**WORK INSTRUCTIONS:**
Reproduce the records below in full and exactly, without their images.

**EXCERPTED RECORDS:**
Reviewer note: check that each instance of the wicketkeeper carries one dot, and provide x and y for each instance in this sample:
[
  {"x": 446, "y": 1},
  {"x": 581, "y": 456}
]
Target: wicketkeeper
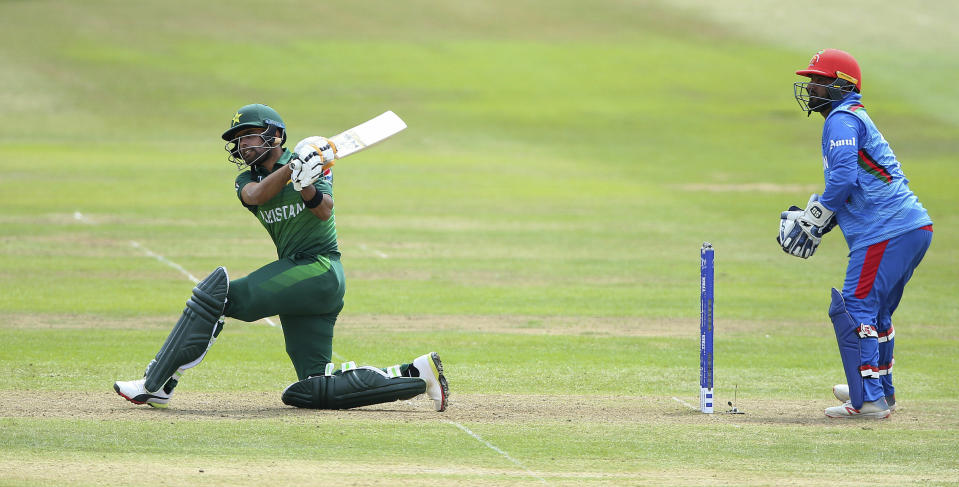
[
  {"x": 888, "y": 231},
  {"x": 305, "y": 286}
]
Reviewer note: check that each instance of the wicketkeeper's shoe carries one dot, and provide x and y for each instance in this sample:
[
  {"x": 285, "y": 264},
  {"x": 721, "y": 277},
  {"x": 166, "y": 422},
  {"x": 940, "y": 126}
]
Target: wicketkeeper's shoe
[
  {"x": 135, "y": 392},
  {"x": 841, "y": 391},
  {"x": 871, "y": 410},
  {"x": 431, "y": 371}
]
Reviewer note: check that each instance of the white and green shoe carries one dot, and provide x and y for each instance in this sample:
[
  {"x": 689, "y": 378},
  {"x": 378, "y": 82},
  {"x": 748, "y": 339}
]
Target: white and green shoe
[
  {"x": 135, "y": 392},
  {"x": 870, "y": 410},
  {"x": 431, "y": 371},
  {"x": 841, "y": 391}
]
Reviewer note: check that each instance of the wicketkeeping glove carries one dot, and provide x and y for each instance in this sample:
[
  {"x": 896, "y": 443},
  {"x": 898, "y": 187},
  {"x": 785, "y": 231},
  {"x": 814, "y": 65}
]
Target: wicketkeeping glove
[{"x": 801, "y": 231}]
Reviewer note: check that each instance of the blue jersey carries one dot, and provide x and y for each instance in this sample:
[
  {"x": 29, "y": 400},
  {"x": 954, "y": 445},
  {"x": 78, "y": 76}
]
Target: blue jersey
[{"x": 865, "y": 185}]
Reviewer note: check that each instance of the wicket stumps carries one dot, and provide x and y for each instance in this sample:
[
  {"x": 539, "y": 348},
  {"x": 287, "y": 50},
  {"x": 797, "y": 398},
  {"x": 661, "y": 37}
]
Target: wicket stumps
[{"x": 706, "y": 328}]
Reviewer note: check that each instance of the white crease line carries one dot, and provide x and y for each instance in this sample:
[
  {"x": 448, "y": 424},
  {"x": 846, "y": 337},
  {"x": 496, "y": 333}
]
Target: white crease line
[
  {"x": 497, "y": 450},
  {"x": 176, "y": 266},
  {"x": 684, "y": 403}
]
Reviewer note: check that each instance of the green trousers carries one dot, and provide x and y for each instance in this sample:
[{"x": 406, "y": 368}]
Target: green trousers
[{"x": 306, "y": 292}]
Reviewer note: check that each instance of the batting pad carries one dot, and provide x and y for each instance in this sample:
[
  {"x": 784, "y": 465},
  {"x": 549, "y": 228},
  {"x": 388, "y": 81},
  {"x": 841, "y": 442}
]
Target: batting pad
[
  {"x": 859, "y": 351},
  {"x": 353, "y": 388},
  {"x": 194, "y": 333}
]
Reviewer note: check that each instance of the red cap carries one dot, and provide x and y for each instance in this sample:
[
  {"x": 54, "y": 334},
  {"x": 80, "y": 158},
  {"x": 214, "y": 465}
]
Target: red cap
[{"x": 834, "y": 63}]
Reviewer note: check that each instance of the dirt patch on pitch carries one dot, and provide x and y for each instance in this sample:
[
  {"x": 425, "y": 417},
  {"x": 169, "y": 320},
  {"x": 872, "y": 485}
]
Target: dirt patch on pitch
[{"x": 463, "y": 408}]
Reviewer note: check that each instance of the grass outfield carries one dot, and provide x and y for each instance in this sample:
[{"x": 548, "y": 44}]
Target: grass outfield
[{"x": 538, "y": 224}]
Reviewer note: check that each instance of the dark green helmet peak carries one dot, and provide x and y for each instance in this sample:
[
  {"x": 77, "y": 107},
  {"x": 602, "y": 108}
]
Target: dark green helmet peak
[{"x": 255, "y": 115}]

**COMPLETE ANSWER:**
Reviewer note: check that each instance of the wicketkeeper carries one dot, and provide x and y for each instance in this sample:
[
  {"x": 446, "y": 1},
  {"x": 581, "y": 456}
]
Target: wicketkeeper
[
  {"x": 888, "y": 231},
  {"x": 305, "y": 286}
]
Reviewer note: check that each instance of the wicketkeeper's shoe carries one dot, and provide x and y for each instance in this sample:
[
  {"x": 285, "y": 264},
  {"x": 721, "y": 277},
  {"x": 166, "y": 422},
  {"x": 940, "y": 126}
]
Target: wicketkeeper's shoe
[
  {"x": 135, "y": 392},
  {"x": 841, "y": 391},
  {"x": 871, "y": 410},
  {"x": 431, "y": 371}
]
Reviewer note: check that each instance of the white and green shoe carries one dot, and provide x and y for each instance in this sample:
[
  {"x": 689, "y": 378},
  {"x": 378, "y": 82},
  {"x": 748, "y": 339}
]
Target: white and green shoe
[
  {"x": 135, "y": 392},
  {"x": 870, "y": 410},
  {"x": 431, "y": 371},
  {"x": 841, "y": 391}
]
Reviewer note: check that each instance of the wicketkeeping glove carries one dot, and provide x and y for each instance in this sample:
[
  {"x": 896, "y": 443},
  {"x": 898, "y": 187},
  {"x": 785, "y": 231},
  {"x": 814, "y": 65}
]
Target: wicketkeeping glove
[{"x": 801, "y": 231}]
Reviewer note: check that each instance of the blue jersey carries one dot, and provide x and y for each instance in this sample:
[
  {"x": 29, "y": 400},
  {"x": 954, "y": 445},
  {"x": 78, "y": 76}
]
Target: blue jersey
[{"x": 865, "y": 185}]
Reviewer note: check that each instance of the wicket stumps carries one dot, and provide x and y for each instance in this sample:
[
  {"x": 539, "y": 348},
  {"x": 287, "y": 50},
  {"x": 797, "y": 398},
  {"x": 661, "y": 37}
]
Target: wicket stumps
[{"x": 706, "y": 328}]
Reviewer note: check that each instance of the white crease line carries one dot, and provide x and y for each instance in this sample:
[
  {"x": 448, "y": 424},
  {"x": 846, "y": 337},
  {"x": 496, "y": 333}
]
Target: white crease line
[
  {"x": 497, "y": 450},
  {"x": 176, "y": 266},
  {"x": 684, "y": 403}
]
Reviewer note: check that each instance of the green trousers carries one dot, and provide x and y for each instance in this sample:
[{"x": 406, "y": 368}]
Target: green trousers
[{"x": 306, "y": 292}]
Reviewer note: check that each instance of the batting pad carries one dot, and provide x and y for each instance in this sample:
[
  {"x": 784, "y": 465},
  {"x": 549, "y": 228},
  {"x": 388, "y": 81},
  {"x": 841, "y": 442}
]
Target: batting pad
[
  {"x": 859, "y": 351},
  {"x": 353, "y": 388},
  {"x": 194, "y": 333}
]
Reviewer note: check that each instance of the red cap carries one dot, and provide x and y for each instance in this sample:
[
  {"x": 54, "y": 334},
  {"x": 80, "y": 158},
  {"x": 214, "y": 465}
]
Target: red cap
[{"x": 834, "y": 63}]
Reviewer note: check that each instance of the dirt patch on pitch carries one dot, and provide x and y for each instance in this sample:
[
  {"x": 425, "y": 417},
  {"x": 169, "y": 320},
  {"x": 872, "y": 485}
]
Target: dirt patch on pitch
[{"x": 463, "y": 408}]
Reviewer note: check that each instance of the grass outfield carries one dot, and provide x and y for each instance in this sample:
[{"x": 548, "y": 44}]
Target: grass outfield
[{"x": 538, "y": 224}]
Reviewer note: check that each instance of the dark green helmet peak carries one dot, and provide x and y for each instance in this sample:
[
  {"x": 77, "y": 107},
  {"x": 602, "y": 108}
]
Target: dark green helmet peak
[{"x": 255, "y": 115}]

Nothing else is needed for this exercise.